**Exercise objective:** Single out the lines of the material that contain "people" and copy them.

____________

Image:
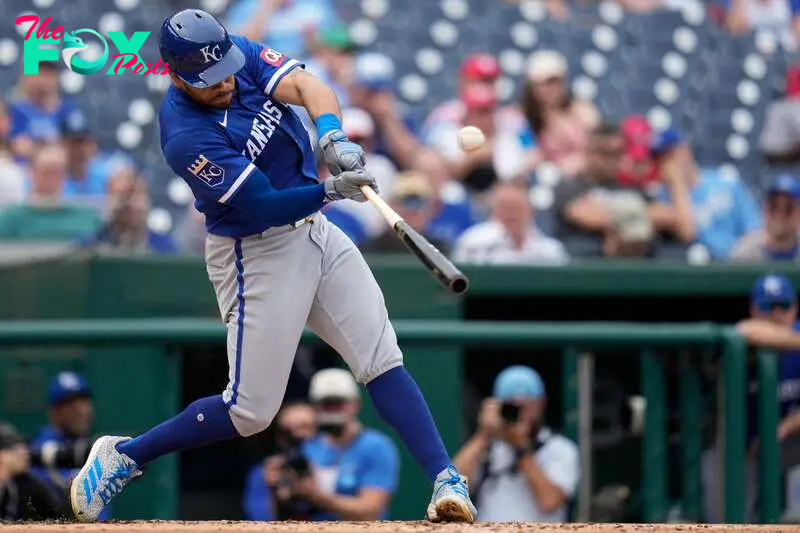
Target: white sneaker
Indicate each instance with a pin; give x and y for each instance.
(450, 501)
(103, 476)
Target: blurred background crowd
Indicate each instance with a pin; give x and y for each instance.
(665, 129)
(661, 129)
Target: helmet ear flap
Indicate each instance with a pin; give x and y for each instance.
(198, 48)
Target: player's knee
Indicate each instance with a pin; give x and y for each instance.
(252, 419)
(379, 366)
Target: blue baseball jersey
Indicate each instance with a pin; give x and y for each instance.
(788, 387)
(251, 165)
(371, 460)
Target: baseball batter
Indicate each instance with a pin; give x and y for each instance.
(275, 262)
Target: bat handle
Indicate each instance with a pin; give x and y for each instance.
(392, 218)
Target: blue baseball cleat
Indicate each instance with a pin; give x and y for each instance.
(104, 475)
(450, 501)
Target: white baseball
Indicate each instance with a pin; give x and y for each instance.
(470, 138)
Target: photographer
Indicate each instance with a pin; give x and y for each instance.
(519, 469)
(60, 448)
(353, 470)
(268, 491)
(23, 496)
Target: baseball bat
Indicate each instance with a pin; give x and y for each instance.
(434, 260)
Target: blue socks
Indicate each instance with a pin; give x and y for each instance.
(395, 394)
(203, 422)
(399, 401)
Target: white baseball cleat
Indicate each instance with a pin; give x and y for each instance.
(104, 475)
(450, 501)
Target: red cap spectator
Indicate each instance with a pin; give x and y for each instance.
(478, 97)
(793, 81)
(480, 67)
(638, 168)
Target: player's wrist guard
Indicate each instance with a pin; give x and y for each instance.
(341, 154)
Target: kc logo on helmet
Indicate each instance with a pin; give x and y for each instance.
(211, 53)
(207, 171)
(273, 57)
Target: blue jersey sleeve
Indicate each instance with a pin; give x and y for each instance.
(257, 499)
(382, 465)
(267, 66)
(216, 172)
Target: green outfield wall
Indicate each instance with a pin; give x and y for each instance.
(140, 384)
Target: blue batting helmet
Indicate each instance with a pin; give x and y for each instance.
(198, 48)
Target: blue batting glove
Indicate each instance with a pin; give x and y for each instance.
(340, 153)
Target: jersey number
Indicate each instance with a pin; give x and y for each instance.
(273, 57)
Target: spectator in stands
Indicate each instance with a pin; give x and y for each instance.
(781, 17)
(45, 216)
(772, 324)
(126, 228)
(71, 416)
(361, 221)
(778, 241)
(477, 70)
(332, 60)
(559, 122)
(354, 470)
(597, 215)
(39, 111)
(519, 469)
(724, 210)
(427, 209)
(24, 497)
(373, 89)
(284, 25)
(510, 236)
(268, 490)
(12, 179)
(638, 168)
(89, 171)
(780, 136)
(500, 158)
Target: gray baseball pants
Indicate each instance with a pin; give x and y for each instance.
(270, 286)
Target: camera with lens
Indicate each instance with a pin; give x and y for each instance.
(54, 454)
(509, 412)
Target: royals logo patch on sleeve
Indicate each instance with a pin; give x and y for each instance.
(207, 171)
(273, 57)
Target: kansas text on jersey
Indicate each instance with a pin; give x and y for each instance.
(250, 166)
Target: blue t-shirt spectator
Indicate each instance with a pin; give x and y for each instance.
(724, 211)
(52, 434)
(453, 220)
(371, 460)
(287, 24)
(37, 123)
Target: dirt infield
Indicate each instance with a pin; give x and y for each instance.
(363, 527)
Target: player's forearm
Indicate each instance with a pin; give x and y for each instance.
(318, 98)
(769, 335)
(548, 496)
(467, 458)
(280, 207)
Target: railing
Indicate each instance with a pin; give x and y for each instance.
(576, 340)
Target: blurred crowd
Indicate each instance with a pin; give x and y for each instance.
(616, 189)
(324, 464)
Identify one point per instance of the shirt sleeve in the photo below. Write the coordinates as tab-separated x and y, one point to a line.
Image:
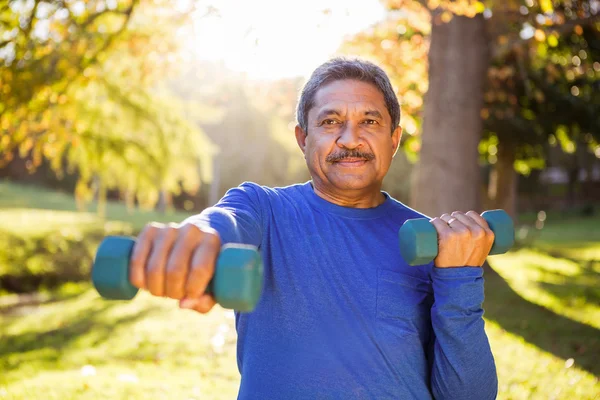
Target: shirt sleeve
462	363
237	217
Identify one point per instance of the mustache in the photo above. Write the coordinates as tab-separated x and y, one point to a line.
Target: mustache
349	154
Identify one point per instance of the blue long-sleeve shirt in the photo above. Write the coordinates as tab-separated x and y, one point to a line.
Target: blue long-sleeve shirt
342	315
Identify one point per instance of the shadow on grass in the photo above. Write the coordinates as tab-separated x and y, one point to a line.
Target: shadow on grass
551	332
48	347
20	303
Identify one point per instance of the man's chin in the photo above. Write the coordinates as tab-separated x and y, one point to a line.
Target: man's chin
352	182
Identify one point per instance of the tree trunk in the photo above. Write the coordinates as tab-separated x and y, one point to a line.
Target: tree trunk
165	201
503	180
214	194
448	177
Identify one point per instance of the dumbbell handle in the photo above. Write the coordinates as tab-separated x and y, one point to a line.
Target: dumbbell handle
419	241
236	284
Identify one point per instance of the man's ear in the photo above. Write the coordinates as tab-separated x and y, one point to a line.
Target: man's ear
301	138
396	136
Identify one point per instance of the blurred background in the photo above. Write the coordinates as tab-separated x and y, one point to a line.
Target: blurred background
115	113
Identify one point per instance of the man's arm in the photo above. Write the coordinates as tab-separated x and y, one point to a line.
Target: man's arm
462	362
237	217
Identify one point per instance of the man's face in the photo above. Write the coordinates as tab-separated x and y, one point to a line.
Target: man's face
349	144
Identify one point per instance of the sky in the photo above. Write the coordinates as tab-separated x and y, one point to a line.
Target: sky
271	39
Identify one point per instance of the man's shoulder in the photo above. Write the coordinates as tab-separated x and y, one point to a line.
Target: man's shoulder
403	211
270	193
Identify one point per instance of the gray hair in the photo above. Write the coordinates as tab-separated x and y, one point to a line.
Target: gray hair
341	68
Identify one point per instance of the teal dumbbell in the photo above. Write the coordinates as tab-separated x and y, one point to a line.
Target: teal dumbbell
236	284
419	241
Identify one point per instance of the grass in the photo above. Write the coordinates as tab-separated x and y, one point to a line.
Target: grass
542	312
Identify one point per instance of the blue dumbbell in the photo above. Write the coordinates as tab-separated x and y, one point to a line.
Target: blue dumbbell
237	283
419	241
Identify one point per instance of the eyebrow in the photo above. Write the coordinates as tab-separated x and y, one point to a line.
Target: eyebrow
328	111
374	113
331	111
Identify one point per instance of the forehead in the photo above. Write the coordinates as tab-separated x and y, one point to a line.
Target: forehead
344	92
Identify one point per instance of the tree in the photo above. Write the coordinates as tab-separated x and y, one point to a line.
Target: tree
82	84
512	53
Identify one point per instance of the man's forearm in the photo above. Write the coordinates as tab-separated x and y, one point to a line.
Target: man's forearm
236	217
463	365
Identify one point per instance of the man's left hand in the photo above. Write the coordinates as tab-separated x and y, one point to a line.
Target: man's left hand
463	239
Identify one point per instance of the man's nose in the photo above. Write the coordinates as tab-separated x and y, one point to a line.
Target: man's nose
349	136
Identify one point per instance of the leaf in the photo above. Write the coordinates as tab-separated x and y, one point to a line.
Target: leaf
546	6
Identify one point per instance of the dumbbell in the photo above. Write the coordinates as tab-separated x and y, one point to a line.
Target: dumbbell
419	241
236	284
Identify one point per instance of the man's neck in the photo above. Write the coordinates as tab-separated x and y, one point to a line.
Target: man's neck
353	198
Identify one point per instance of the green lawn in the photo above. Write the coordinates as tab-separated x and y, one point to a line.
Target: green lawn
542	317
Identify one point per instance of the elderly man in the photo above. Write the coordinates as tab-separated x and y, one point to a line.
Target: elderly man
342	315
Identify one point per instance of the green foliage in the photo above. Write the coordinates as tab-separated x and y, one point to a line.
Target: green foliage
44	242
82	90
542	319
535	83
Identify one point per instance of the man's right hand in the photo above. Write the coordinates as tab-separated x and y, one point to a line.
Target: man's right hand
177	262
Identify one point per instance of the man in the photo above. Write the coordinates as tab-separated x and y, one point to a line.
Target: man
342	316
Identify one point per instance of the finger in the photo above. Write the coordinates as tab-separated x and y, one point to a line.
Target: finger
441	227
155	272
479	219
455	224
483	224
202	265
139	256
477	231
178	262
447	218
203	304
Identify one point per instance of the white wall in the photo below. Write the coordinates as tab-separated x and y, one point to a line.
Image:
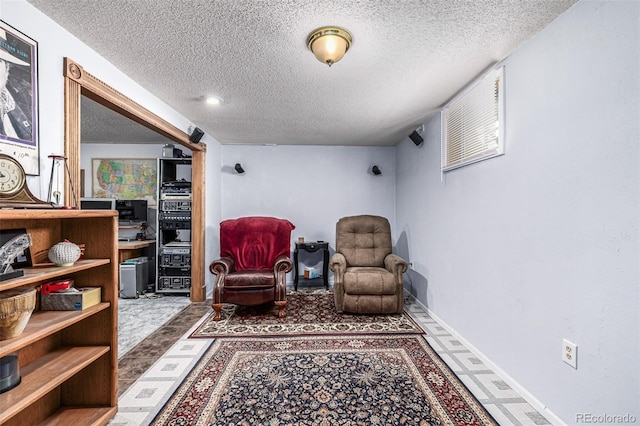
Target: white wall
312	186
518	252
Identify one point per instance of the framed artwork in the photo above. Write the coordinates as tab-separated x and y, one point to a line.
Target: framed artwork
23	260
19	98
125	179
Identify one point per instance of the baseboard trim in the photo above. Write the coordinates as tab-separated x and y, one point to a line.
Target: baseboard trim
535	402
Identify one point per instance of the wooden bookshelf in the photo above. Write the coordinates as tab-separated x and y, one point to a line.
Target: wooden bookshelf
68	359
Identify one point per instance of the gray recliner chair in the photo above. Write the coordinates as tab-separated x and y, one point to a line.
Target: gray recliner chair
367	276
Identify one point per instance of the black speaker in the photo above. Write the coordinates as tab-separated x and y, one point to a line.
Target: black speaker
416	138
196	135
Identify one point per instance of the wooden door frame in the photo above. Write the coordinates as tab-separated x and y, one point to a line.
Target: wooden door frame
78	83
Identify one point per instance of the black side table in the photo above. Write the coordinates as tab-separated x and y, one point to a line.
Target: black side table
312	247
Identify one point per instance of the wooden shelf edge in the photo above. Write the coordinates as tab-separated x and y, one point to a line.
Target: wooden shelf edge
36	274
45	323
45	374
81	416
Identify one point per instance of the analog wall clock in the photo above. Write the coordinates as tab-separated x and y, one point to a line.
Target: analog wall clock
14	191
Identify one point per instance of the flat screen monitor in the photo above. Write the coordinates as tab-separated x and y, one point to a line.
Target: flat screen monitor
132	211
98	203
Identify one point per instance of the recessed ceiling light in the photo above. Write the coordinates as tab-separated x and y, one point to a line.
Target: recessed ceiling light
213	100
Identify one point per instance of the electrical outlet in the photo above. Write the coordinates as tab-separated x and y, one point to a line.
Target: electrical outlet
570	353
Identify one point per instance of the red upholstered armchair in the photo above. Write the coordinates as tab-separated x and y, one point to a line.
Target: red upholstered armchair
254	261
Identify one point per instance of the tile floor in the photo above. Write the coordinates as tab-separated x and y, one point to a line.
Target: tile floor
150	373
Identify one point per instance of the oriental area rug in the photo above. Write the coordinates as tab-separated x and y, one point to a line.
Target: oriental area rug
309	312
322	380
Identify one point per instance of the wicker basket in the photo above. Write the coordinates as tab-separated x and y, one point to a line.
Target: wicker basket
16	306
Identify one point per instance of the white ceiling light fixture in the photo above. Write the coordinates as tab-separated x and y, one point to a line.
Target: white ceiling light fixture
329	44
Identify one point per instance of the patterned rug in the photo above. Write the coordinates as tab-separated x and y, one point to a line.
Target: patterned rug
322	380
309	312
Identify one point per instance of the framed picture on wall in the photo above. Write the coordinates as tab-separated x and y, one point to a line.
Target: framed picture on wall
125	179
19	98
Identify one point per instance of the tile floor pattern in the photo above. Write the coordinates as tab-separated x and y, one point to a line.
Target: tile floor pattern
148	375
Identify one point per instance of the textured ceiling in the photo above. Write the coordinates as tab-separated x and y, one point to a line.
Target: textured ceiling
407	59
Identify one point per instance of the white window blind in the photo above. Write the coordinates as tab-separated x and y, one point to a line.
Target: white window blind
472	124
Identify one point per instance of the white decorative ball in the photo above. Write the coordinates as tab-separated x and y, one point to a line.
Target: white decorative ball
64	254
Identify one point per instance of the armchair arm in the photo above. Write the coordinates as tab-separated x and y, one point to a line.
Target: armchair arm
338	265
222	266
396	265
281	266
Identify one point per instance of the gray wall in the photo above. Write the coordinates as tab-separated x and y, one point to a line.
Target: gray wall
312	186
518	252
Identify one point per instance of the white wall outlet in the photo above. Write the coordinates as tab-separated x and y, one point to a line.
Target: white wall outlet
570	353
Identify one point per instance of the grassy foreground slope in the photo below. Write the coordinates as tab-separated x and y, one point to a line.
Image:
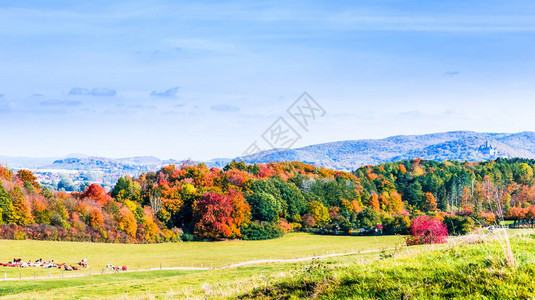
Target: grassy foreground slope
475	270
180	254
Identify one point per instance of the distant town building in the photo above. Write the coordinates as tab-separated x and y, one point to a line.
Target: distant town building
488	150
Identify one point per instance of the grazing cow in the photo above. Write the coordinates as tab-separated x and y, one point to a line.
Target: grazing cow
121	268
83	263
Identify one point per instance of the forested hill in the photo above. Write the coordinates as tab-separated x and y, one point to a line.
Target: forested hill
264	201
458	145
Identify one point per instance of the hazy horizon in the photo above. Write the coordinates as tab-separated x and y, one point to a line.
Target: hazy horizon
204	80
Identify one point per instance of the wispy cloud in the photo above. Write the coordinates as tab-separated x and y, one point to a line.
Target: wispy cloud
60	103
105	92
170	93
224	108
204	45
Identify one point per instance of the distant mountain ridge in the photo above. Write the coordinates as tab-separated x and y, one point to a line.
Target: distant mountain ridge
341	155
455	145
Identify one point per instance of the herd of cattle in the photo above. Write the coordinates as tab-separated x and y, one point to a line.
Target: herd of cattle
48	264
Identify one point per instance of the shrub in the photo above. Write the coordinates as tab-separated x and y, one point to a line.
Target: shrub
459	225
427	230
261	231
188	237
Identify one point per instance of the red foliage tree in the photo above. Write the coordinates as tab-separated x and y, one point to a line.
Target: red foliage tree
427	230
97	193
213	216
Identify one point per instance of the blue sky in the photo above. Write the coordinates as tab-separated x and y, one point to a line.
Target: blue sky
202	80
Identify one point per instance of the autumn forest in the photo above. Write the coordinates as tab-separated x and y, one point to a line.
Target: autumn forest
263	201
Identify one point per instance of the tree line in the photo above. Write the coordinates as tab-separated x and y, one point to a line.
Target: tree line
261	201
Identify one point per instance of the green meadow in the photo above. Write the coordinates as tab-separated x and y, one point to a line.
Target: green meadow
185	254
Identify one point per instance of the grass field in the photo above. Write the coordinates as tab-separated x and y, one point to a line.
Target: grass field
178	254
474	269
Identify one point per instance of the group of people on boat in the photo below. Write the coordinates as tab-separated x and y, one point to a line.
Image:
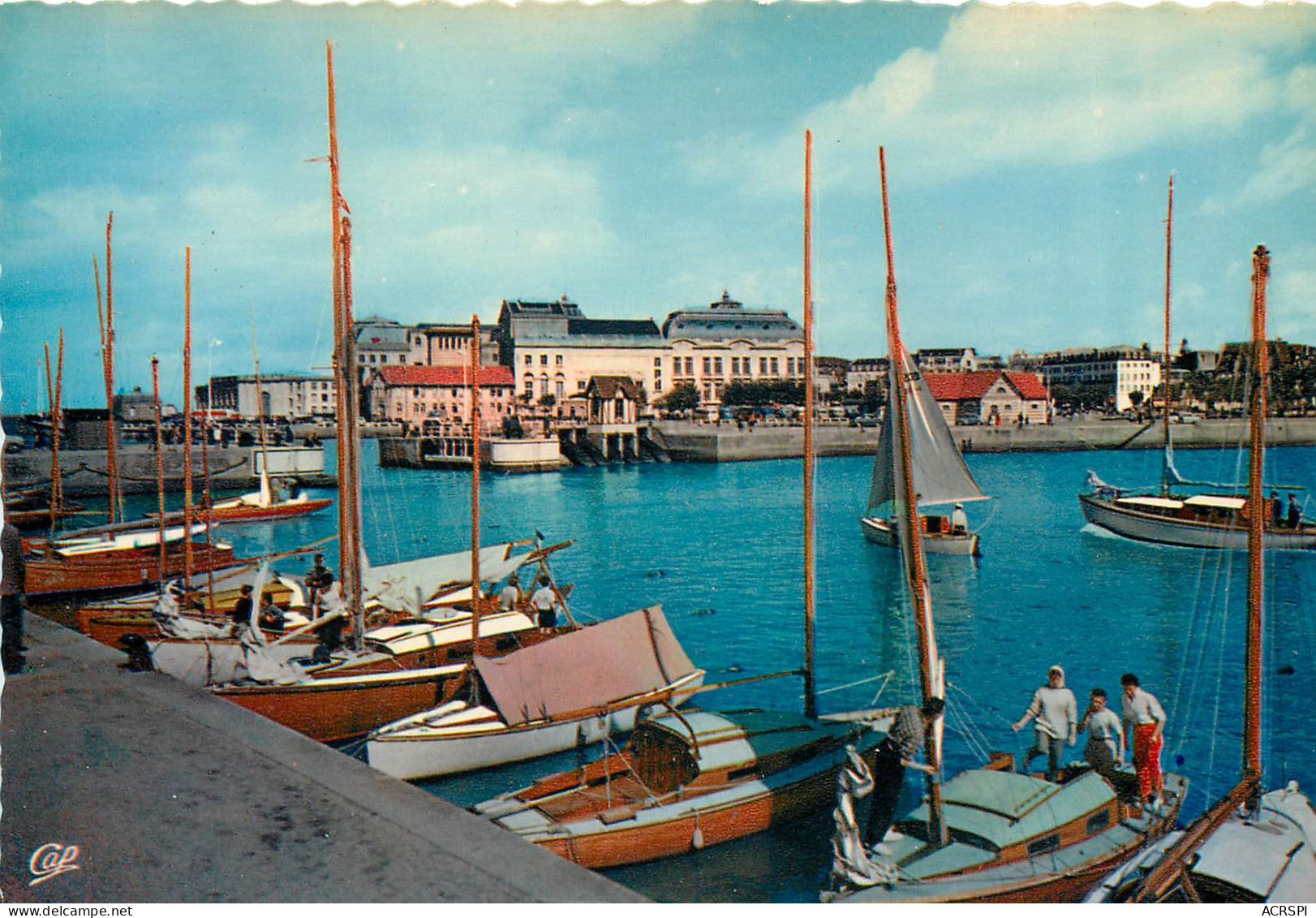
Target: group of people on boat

____________

**Exercise solution:**
Identify one point per instance of the group of people on boat in the photo below. Write the coordinates as tab-separated x and y, one point to a line.
Target: group of people on boat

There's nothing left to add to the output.